(Coordinate labeling data)
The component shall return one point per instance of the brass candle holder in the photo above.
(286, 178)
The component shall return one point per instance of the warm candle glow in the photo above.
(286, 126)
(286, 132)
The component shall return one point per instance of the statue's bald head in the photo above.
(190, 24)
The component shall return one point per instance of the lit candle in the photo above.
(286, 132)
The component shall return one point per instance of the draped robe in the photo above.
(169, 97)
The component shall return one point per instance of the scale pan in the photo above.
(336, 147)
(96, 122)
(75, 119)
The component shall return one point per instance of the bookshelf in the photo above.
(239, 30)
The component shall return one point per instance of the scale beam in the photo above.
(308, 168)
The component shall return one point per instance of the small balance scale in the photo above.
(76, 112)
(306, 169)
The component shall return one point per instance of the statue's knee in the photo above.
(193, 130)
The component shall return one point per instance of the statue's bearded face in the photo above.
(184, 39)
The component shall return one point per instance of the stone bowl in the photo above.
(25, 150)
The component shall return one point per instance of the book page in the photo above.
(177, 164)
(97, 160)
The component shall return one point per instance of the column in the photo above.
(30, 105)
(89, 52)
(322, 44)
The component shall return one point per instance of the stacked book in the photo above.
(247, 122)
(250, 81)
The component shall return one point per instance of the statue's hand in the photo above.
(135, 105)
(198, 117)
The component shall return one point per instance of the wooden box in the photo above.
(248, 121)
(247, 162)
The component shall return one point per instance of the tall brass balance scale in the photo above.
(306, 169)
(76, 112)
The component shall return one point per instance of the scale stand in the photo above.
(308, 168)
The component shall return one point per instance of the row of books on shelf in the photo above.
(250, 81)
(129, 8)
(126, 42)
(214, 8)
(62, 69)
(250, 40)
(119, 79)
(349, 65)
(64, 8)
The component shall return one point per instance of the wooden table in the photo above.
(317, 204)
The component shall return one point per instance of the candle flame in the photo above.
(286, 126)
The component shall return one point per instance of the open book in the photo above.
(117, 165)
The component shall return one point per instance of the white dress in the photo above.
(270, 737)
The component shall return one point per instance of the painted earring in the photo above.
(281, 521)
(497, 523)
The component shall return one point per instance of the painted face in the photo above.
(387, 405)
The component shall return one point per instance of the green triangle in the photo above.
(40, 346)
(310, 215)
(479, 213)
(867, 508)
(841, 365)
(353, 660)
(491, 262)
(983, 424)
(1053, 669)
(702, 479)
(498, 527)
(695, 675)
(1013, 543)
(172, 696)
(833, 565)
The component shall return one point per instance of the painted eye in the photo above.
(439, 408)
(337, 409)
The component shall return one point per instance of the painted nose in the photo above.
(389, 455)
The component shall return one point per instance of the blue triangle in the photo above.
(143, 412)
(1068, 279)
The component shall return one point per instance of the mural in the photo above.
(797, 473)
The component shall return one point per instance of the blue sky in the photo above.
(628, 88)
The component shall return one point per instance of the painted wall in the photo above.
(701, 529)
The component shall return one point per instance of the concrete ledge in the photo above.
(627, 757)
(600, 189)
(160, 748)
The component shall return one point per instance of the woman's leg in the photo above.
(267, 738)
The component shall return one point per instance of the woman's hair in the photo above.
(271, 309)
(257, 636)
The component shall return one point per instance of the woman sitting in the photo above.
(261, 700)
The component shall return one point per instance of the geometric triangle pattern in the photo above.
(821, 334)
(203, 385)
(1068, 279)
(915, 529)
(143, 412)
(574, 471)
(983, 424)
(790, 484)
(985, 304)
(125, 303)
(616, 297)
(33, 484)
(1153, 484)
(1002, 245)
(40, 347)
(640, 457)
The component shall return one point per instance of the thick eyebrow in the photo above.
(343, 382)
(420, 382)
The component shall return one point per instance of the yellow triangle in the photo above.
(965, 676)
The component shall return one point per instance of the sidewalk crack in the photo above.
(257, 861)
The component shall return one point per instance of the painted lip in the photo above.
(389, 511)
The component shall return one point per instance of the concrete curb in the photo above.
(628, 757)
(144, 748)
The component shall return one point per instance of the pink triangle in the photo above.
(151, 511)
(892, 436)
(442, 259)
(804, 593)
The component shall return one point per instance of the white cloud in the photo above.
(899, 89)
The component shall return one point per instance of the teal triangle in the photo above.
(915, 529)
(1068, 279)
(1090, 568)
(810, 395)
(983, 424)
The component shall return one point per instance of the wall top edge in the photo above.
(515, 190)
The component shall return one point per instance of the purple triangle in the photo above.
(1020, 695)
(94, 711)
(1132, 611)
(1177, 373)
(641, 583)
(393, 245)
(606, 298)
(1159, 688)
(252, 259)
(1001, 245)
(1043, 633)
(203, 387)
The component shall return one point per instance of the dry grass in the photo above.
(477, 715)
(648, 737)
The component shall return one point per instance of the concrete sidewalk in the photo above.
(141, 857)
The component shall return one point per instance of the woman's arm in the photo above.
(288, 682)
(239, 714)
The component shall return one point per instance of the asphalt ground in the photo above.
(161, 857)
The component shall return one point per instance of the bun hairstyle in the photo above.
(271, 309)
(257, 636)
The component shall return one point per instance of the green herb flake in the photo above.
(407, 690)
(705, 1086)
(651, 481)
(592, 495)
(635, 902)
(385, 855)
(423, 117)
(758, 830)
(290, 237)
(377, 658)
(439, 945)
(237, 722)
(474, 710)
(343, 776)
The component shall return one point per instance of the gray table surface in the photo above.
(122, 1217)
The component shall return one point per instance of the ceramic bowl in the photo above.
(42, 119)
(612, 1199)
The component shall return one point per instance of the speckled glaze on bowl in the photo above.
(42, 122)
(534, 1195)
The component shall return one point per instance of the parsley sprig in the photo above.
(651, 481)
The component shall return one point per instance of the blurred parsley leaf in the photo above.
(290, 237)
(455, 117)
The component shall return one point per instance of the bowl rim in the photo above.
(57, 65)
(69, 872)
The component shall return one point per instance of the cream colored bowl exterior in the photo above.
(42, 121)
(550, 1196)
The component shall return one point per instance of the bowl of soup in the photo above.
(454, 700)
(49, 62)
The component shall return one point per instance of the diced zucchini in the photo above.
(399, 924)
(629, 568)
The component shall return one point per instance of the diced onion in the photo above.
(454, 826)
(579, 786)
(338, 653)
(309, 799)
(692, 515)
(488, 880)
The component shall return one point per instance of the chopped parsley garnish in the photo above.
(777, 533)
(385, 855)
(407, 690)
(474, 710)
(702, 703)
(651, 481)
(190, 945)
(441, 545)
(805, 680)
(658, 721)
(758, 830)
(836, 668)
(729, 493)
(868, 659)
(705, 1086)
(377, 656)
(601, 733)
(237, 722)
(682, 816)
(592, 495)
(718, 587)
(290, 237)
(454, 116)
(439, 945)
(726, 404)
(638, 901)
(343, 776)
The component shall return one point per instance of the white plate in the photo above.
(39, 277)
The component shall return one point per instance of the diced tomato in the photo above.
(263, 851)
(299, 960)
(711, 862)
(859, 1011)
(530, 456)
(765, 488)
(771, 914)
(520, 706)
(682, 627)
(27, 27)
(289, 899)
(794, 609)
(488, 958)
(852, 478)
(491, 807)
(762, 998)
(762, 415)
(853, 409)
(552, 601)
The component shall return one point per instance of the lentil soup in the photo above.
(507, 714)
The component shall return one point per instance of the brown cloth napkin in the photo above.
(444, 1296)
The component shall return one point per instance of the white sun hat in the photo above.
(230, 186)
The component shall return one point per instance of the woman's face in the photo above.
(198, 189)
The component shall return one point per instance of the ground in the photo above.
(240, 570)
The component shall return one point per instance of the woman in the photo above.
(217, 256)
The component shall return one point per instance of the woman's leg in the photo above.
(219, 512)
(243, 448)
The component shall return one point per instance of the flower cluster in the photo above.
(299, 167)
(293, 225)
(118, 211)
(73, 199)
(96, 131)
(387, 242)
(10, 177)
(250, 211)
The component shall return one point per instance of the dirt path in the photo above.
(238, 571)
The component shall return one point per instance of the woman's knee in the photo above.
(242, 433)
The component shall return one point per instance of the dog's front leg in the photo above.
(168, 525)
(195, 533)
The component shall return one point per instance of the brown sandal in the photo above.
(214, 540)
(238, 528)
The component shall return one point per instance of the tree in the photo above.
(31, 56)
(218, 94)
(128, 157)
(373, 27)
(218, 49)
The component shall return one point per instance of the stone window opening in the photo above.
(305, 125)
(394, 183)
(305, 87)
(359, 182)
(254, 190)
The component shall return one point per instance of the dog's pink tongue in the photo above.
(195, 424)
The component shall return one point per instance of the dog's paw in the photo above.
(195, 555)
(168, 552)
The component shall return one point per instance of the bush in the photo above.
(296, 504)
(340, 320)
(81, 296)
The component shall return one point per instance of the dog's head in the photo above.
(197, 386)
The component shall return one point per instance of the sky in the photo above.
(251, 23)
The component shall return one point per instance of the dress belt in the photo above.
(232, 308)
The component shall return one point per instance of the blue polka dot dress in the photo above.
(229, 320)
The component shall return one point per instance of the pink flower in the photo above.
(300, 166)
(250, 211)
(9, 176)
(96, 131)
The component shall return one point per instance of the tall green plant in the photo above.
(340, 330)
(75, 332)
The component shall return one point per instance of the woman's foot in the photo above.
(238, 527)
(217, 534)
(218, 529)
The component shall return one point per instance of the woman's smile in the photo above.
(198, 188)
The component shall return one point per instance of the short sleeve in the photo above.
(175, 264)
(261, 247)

Task brief: The line containing "dot dress in the photo above." and every line after it, through the end of the records, should be repeated exactly and alone.

Response to this task:
The component shall return one point per instance of the blue polka dot dress in the photo above.
(229, 320)
The component shall return one point per instance of the pink flower in the photo above.
(300, 166)
(250, 211)
(9, 176)
(96, 131)
The component shall return one point per instance of the tall green plant in the photo above.
(340, 330)
(75, 332)
The component shall return one point per instance of the woman's foot in the photo above.
(238, 527)
(217, 534)
(218, 529)
The component shall return one point per instance of the woman's smile in the photo above.
(198, 188)
The component shall return one point per instance of the short sleeve in the photo above.
(175, 264)
(261, 247)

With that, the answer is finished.